------ Exercise input ------

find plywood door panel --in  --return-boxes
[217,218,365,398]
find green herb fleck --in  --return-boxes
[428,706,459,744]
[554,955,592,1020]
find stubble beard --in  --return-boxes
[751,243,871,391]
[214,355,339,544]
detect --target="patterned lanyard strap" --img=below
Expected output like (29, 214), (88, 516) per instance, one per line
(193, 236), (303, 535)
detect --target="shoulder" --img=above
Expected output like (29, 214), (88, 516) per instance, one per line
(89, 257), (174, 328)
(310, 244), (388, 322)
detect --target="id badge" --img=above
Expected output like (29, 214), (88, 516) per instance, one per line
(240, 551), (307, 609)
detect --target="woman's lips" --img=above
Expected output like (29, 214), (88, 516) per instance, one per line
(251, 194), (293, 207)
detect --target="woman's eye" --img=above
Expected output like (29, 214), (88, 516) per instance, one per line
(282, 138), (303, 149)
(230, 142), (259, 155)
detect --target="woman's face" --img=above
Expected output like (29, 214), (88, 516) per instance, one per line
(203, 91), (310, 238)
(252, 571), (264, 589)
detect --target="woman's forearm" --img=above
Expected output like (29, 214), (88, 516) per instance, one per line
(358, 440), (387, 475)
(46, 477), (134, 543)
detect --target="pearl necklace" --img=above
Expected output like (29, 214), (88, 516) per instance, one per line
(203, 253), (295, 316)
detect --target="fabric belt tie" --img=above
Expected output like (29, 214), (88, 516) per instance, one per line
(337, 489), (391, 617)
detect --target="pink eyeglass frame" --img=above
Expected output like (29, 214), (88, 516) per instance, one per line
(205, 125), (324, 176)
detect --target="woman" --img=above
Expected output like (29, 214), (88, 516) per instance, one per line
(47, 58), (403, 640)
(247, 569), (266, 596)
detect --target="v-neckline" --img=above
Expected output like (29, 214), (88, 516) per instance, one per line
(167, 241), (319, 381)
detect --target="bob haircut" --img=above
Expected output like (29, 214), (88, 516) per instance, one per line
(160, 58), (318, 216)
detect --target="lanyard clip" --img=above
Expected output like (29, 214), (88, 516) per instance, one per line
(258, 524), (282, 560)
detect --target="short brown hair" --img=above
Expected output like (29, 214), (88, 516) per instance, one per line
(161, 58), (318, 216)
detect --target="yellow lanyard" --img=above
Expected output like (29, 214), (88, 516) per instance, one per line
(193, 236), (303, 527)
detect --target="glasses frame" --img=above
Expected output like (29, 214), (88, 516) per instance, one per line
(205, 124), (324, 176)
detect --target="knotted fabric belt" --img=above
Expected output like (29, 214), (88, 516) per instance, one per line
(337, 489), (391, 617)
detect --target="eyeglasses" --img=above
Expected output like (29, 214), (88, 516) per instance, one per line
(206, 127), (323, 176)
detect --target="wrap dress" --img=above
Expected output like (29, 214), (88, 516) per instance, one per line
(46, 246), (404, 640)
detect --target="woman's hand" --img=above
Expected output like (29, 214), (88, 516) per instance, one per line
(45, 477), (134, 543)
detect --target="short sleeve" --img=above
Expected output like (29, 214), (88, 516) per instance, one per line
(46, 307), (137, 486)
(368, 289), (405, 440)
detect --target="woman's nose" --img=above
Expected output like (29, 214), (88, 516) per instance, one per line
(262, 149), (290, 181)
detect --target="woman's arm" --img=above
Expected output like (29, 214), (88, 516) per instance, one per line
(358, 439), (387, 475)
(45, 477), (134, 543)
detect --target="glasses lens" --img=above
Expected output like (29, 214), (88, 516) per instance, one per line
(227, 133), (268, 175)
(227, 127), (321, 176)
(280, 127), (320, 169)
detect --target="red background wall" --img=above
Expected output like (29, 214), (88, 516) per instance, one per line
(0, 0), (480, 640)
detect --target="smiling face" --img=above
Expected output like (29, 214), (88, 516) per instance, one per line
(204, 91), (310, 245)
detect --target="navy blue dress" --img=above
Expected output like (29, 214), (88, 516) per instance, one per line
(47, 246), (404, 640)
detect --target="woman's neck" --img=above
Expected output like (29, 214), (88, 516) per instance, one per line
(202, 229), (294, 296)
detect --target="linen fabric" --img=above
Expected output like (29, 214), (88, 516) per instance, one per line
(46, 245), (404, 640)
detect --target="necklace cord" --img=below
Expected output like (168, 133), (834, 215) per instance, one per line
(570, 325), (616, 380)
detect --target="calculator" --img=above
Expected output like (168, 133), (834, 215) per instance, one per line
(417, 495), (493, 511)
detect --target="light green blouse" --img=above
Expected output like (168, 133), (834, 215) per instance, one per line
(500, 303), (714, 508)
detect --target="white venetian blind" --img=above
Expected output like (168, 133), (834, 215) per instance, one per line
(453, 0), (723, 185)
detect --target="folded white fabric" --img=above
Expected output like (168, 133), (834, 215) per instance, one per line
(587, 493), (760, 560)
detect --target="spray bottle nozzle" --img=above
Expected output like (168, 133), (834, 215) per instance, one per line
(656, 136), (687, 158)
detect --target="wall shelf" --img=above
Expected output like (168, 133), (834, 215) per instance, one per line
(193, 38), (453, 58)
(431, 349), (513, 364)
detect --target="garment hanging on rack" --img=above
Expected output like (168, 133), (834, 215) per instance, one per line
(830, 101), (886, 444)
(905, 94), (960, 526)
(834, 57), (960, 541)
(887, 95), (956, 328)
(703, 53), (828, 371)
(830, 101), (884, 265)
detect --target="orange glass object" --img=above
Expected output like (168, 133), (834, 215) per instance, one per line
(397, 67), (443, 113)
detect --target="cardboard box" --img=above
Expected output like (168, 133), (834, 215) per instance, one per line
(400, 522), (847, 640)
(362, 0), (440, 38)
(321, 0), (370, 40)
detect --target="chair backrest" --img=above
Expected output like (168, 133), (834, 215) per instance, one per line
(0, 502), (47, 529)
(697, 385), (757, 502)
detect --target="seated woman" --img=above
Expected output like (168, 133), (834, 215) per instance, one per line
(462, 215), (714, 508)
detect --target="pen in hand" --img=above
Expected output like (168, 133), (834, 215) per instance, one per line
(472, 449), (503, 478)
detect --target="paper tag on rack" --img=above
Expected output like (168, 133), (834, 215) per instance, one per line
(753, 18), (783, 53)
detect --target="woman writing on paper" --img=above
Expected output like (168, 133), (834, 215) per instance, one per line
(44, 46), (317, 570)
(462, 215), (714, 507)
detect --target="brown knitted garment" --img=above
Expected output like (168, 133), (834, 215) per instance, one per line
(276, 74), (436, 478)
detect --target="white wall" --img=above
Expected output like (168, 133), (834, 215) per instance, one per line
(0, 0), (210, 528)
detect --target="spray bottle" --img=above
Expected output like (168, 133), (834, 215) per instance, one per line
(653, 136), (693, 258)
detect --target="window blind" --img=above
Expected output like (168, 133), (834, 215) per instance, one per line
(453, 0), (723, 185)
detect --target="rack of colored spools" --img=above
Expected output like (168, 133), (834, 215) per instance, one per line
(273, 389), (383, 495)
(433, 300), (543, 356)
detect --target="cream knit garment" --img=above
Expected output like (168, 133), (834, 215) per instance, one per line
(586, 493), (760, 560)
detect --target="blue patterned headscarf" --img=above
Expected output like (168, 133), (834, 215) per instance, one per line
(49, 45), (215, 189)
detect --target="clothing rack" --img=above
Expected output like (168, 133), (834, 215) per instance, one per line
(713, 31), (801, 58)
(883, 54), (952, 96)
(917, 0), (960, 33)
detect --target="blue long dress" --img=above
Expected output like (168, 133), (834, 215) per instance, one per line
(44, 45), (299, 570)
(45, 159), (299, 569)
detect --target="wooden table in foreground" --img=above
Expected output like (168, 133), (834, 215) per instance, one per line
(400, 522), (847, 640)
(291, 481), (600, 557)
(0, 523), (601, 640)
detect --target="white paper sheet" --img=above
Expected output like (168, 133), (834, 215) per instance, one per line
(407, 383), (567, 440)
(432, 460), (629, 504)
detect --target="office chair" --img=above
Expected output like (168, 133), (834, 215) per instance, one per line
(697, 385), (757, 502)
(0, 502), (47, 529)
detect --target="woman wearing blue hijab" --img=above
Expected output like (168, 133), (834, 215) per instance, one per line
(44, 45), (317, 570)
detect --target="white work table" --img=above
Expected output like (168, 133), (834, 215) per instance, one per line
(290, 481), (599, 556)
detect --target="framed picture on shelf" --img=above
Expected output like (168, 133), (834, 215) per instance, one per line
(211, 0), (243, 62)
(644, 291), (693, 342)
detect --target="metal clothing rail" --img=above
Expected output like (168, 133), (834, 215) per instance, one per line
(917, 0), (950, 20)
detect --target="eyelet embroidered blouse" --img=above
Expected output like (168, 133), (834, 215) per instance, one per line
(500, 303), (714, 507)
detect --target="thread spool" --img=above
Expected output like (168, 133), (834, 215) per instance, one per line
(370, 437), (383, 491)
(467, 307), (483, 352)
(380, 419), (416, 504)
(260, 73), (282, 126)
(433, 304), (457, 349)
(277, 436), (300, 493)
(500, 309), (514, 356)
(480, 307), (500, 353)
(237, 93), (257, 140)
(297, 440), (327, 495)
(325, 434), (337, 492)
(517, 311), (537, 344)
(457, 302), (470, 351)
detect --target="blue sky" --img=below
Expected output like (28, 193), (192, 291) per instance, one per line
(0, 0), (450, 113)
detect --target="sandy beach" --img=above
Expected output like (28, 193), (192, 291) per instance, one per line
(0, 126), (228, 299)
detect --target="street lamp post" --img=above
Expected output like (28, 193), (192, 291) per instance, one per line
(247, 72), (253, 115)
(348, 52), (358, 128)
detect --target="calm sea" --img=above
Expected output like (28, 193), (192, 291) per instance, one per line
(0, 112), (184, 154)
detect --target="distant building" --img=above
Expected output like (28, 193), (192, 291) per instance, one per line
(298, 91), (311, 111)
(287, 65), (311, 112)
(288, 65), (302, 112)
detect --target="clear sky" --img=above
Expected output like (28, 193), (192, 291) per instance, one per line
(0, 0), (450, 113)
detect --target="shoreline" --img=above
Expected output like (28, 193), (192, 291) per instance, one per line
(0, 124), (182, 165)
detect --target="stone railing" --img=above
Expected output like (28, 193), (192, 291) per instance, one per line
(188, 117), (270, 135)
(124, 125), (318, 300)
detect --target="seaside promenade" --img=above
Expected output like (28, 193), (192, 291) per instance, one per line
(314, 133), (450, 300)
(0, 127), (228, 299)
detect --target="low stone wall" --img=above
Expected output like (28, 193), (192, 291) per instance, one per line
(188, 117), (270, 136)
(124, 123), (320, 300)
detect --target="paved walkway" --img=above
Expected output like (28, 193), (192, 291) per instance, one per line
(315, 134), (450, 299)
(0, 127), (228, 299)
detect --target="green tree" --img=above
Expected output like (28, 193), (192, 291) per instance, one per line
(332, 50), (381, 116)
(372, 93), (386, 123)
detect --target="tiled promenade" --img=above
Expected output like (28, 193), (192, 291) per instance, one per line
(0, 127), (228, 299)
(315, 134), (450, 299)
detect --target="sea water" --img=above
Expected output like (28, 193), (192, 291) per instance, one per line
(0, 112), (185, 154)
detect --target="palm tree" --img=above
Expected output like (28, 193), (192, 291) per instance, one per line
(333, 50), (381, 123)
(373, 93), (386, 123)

------

> [What is needed] Express the rows from the start through the line containing "(240, 551), (307, 609)" as a two-column CSV with the headers input and output. Give one CSV line per row, holding its text and its answer, each in a single quoted field with line breaks replaced by spaces.

> [Task output]
input,output
"find plywood door panel --in  --return-boxes","[217,218,365,398]"
"find green herb fleck --in  --return-boxes","[428,706,459,744] [554,955,592,1020]"
"find stubble beard --in  --return-boxes","[751,243,871,391] [214,355,339,544]"
"detect --target=""patterned lanyard strap"" --img=below Expected output like (29, 214), (88, 516) per instance, one per line","(193, 236), (303, 535)"
"detect --target=""shoulder"" --img=above Expected output like (29, 214), (88, 516) per instance, one per line","(89, 257), (174, 328) (310, 244), (388, 322)"
"detect --target=""id badge"" --img=above Expected output like (29, 214), (88, 516) per instance, one per line","(240, 551), (307, 609)"